__Document section__

[START]

You look at it and you’re going, what?
That’s what?
Do we know for a fact that this happened and happened in Yemen?
I mean, this is just all very strange.
It was presented in Congress.
What more do you need?
Yeah.
Bottom line is the Pentagon, I mean, nothing official has validated the video.
There’s no metadata.
In other words, it was like taken, it was videoed off of the screen that was showing it.
Hey, now we got some important cryptids that way.
The Fresno Nightcrawlers.
Would only exist.
So that’s important.
So, you know, videoing a security camera or a screen, like a replay of a VHS that’s been copied is really some of the best ways to get your cryptic video.
So, yeah.
It’s kind of in the same vein as just blurry videos of Bigfoot.
Shh, don’t say that.
I hate to sound dismissive because I haven’t seen the video.
It may be very compelling, but what you’re saying sounds awfully familiar.
Yes.

[END]

Image boundary annotation data
[START]

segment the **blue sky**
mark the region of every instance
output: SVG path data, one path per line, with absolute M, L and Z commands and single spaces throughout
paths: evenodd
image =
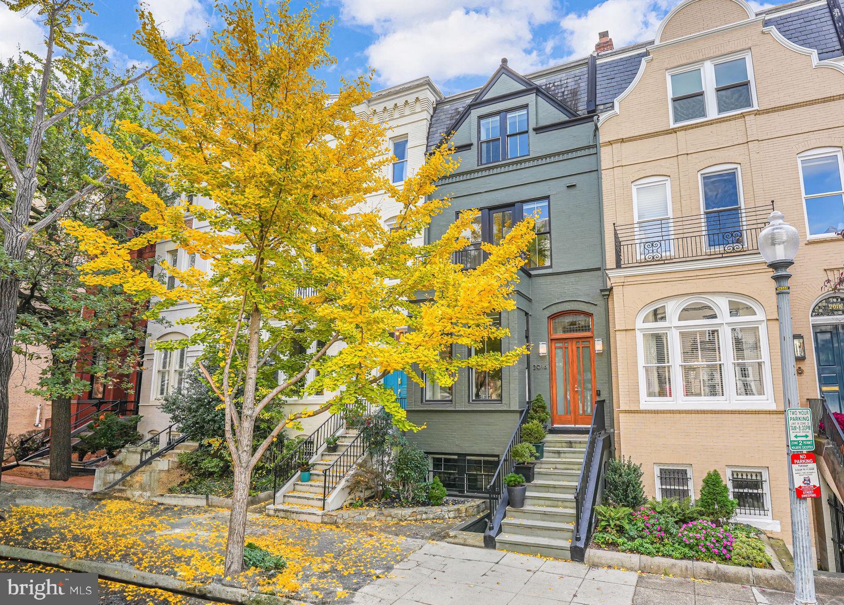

[END]

__Requirements__
1. In the conversation about the video presented in Congress, what is the video said to lack?
2. Extend the conversation about the video presented in Congress with several more lines of dialogue in the same style.

__The responses__
1. It has no metadata.

2.
It looks almost identical to the videos that were released a few years ago.
In fact, I did a Ask a Paranormal Investigator YouTube video on those, talking about those, but they look almost identical, really.
I mean, there’s not a lot of difference.
We have such a high-tech military that can’t seem to have high-resolution video
I don’t know what’s going on there.
But anyway, the bottom line is Mick West.
And we’ve had him on the show before.
That’s Mick West of Metabunk.
You can go to Metabunk and you can see his analysis of the video.
Now, he asked some very good questions.
You know, trying to look at this, he stabilizes the video.
He crops and he zooms different segments.
He breaks things down.
And one of the big things is he’s uncertain that it’s a Hellfire missile.
And that’s a great question right there, you know, because, okay, all these things that you’re claiming, Eric Burleson, you claim it’s a Hellfire missile.
You claim that it’s an MQ-9 Reaper drone.
You claim that it’s a Yemen.
You claim that it happened in October 2024.
Those things by themselves aren’t verified.
Not a single word out of his mouth was verified.
Now, I’m thinking it interesting that there might actually be some issues in Missouri that Representative Burleson could actually be addressing.
But instead, he’s addressing this.
Now, if you want to go see Mick West’s analysis, you can go take a look at that.
He does some great work there.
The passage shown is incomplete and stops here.